The records below need to be printed in full. Keep each one exact.

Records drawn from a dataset

= Beginning of Section =

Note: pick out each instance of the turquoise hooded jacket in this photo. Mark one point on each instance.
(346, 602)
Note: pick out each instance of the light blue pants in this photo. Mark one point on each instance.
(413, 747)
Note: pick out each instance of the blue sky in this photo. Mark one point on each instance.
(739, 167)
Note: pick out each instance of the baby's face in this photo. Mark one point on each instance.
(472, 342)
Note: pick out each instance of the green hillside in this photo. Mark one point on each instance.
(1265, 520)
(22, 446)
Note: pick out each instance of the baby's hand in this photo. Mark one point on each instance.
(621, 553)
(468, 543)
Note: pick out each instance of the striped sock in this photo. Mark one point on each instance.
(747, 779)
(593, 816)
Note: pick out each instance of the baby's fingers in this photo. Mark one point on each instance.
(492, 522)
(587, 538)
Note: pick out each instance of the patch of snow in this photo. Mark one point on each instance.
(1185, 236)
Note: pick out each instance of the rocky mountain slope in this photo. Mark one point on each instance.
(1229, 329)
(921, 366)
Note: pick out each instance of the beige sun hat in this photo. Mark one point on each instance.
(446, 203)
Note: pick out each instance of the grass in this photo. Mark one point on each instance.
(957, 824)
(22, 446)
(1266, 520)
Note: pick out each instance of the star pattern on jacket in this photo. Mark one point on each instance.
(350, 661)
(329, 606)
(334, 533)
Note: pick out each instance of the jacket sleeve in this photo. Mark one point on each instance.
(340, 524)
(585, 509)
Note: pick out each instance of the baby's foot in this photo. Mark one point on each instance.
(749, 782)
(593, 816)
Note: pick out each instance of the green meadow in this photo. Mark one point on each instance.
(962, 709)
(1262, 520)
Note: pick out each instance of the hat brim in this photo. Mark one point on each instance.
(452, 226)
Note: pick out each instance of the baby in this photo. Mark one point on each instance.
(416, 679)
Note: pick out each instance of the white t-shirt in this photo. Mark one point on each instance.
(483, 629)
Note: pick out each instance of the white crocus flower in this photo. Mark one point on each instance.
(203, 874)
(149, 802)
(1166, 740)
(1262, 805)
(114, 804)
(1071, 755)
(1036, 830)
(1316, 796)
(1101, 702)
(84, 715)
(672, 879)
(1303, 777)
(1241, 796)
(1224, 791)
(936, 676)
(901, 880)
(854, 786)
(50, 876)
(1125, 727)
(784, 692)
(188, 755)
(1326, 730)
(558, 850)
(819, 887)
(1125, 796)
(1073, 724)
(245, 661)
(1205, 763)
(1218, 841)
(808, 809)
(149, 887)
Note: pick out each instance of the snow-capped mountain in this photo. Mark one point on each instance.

= End of Section =

__REPLY TO THE EXERCISE__:
Note: pick out each instance of the turquoise hooded jacket in this photo. Mark one point on each instance.
(346, 602)
Note: pick out each instance of the light blue pants in this photo. Mark one point on each instance.
(413, 747)
Note: pick out each instance of the blue sky in this photo. Mark one point on each instance.
(739, 167)
Note: pick out each instance of the baby's face in this photo. Mark one point on each instance.
(472, 342)
Note: pick out each instance of the green hillside in this photo. Mark one point on each instance.
(1265, 520)
(22, 446)
Note: pick out each instance of the baby's hand in this photo. Mark one point on each instance.
(621, 553)
(468, 543)
Note: pick out each instance of the striped sock in this photo. Mark one point on each instance.
(747, 779)
(593, 816)
Note: pick out each instance of the baby's fingers in this photo. Mark one point on each instance.
(492, 522)
(587, 538)
Note: pick out each instance of the patch of snow in this photo. Mark one point on each instance.
(1185, 236)
Note: pick out each instance of the rocky mountain slope in this photo. Mark one point on each instance.
(1229, 329)
(921, 366)
Note: pick out each instance of the beige sun hat in this photo. Mark one point on each instance.
(446, 203)
Note: pick out each instance of the grass in this photo. Mark one point on each instance.
(957, 824)
(22, 446)
(1266, 520)
Note: pick out each instance of the star pattern on jacket in this photo. Mark one point on each instance.
(350, 661)
(329, 606)
(334, 533)
Note: pick out each instance of the jacket sleeve in this photo. Mark one point on each instance.
(340, 524)
(585, 509)
Note: pick out each instance of the baby's foot in this photo. Mark one point on each instance.
(749, 782)
(593, 816)
Note: pick out each instance of the green meadow in this photo. Mark one point on each instance.
(962, 709)
(1262, 520)
Note: pick out each instance of the hat brim in this photo. Mark one point on each instance.
(452, 226)
Note: pick out each instance of the baby in this photo. Mark one point on each instance.
(416, 679)
Note: pick out each instance of the white t-shirt in this photo. Mark one point on each instance.
(483, 629)
Note: pick out each instance of the white crocus flower in this photo. Mark one point on each instance.
(203, 874)
(149, 802)
(1166, 740)
(1262, 805)
(114, 804)
(1071, 755)
(1036, 830)
(1316, 796)
(1101, 702)
(84, 715)
(672, 879)
(1303, 777)
(1241, 796)
(1224, 791)
(936, 676)
(901, 880)
(854, 786)
(50, 876)
(1125, 727)
(784, 692)
(188, 755)
(1326, 730)
(558, 850)
(819, 887)
(1125, 796)
(1073, 724)
(245, 661)
(1205, 763)
(1218, 841)
(808, 809)
(149, 887)
Note: pick out each instance of the snow-capped mountain in this photo. Mark one point on each instance.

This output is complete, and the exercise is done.